--- Quoted passage ---

Escalating costs are a primary challenge among fleet operators with M&R at the forefront as the highest variable and volatile cost of a fleet operation. A 2018 industry benchmarking survey directed at fleet executives revealed that 40% of participants listed M&R as the most significant motivators for truck replacement next to improved fuel economy, versus just 26% in 2015.


Tires are a leading reason why M&R costs are so high. In fact, tires, tubes, liners and valves make up 43% of the top ten M&R costs to operate a truck.

Proper utilization of tires can help manage these costs

It is essential to understand tread design, as there is a specific reason for which certain tread designs were engineered. Some treads are made for high scrub routes like regional and high pick-up and delivery, while others are made for lower scrub. Also, some treads are engineered for fuel economy while others are manufactured for enhanced traction. An easy way to cut down on tire maintenance costs is to not use a fuel economy tire next to a traction tire. If a flat occurs, the driver should effectively communicate to the shop upon returning to ensure the new replacement is for the proper application.

--- Extracted records ---

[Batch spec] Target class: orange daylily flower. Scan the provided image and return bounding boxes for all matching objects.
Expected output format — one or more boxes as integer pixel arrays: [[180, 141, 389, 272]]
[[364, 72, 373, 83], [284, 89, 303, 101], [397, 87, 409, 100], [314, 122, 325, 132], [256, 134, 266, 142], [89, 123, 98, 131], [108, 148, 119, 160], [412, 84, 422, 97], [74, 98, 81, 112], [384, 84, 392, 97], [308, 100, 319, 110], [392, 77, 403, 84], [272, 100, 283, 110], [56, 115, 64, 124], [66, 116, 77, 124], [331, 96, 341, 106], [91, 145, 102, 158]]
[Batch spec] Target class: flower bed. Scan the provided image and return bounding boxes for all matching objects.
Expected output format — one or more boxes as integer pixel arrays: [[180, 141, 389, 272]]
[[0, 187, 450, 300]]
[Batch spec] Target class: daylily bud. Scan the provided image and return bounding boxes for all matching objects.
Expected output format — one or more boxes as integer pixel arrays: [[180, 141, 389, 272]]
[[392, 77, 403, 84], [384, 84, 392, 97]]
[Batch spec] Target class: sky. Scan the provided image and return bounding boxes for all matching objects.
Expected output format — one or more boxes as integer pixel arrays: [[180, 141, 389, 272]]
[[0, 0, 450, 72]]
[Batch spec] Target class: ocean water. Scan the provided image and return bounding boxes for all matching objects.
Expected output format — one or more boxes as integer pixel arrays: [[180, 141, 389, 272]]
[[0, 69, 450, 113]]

---

— Stated goal —
In the passage on truck tire costs, what share of the top ten M&R costs to operate a truck do tires, tubes, liners and valves make up? The rows are separate material and have no connection to the passage on truck tire costs.

— Response to this exercise —
43%